→ **The problem**:
Print every line below exactly. Skip the pictures.

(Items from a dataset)

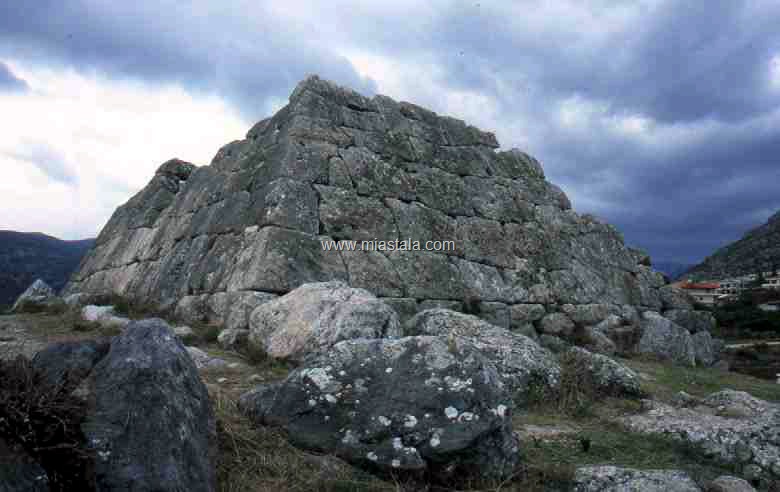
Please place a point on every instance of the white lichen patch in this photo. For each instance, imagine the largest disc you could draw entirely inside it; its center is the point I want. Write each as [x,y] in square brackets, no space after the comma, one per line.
[349,438]
[456,384]
[499,411]
[321,379]
[451,413]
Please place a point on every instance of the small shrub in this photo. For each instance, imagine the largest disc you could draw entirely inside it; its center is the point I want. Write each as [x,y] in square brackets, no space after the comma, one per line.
[45,420]
[578,390]
[255,355]
[206,333]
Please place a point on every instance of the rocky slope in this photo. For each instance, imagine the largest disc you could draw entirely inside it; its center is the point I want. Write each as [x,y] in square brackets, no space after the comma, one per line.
[214,242]
[758,250]
[25,257]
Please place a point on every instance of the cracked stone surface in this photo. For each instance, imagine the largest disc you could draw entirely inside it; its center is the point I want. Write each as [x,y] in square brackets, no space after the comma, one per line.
[410,405]
[732,426]
[214,242]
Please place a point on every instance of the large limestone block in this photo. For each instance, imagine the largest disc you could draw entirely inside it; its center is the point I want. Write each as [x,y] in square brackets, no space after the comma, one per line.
[664,339]
[151,425]
[616,479]
[521,362]
[314,317]
[410,405]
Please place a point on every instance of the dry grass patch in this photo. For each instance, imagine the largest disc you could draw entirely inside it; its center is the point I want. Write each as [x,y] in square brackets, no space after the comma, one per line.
[261,459]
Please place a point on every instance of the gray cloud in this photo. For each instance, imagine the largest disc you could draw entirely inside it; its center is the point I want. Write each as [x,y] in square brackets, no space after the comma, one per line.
[9,81]
[47,160]
[698,71]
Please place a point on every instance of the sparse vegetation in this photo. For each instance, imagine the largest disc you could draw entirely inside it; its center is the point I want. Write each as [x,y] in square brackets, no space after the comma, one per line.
[44,419]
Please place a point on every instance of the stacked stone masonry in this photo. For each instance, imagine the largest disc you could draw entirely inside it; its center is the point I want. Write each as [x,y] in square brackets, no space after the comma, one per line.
[335,165]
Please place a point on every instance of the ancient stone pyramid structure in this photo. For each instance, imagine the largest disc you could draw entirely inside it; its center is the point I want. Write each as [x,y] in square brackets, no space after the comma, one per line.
[213,242]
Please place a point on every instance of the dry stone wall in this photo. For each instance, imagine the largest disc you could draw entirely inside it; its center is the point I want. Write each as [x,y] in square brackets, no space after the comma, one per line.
[216,241]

→ **Output of the task**:
Please place a point on every instance of the white lichen patch in this photo. For each instance, imagine the largest disc you could draw entirely inside it; its center is the point I want. Write each as [x,y] in square brackets, no space after the comma, one per line.
[349,438]
[456,384]
[499,411]
[321,379]
[451,413]
Please place a point on every instance of the small shrub in this photo. For each instance, imagine the largest disc you could draw entirely inside it; its center is the point I want. Write each as [x,y] in square brackets, no space after the comma, one per line.
[45,420]
[578,390]
[255,355]
[206,333]
Please place a point on every instance of the rocky slope in this photo. For each instance, imagine the largest disc you could draw entirely inside it; its center is the point I want. Write each as [x,y] in square brackets, no space after the comma, one per line.
[214,242]
[758,250]
[25,257]
Please place a point on every instance of the cracked stone surface in this photo. For each instance, imagine the largest disc you could draw entirely inside it; its center is the point I want. Write each as [x,y] in square brackets, no space after the comma, one per line.
[410,405]
[732,426]
[214,242]
Please place a point on every instance of the large limestone block in this photo. For each instance, imagine the largest disc you could draw entirely inside it; its center is the point I want. Write each as [x,y] in square brackets, no space after the comma, one per line.
[664,339]
[151,425]
[616,479]
[521,362]
[314,317]
[410,405]
Please place a point on every instance of the dry grass patch in this photo. For each instance, imagine the largest disc you could draw entirely inside it; its center is the point I want. Write each as [x,y] in square brackets, no space after the comma, one per line.
[261,459]
Please place a point on every instance of the gray cloud in this photo. For each instance, imagine the largest disc you could draw entirely inside it; its center is the point I want. Write each as [x,y] in square brackets, no space after the comma, one per line.
[9,81]
[47,160]
[698,71]
Please place a point on every instance of the sparse vegetation in this photo. For each instance, imagine the largest disc you could draw entirely inside it; its center is the point I want. Write each as [x,y] in square brackets, no space after the comma, one per line.
[44,419]
Please place a point on every instance of the stacked stone masonry in this photo. For each instance, imagine the largest disc you could draw entirely inside it; its center is the point I want. Write each as [x,y] in square brackets, no space after the comma, one per line.
[335,165]
Please place a point on every instance of the ancient stone pyramid structure in this photo. For each instance, imagine the largest disc you could draw entirely inside it; its center is the point I want. Write each as [x,y] in square brackets, no space after the comma, one per line.
[213,242]
Please place a point on every instance of the dry stone wall in this photo. For each instance, imagine the largest disc you could draw entirely inside it; its center is the point I want. Write each as [x,y] in square brackets, no space after the comma, one per line.
[216,241]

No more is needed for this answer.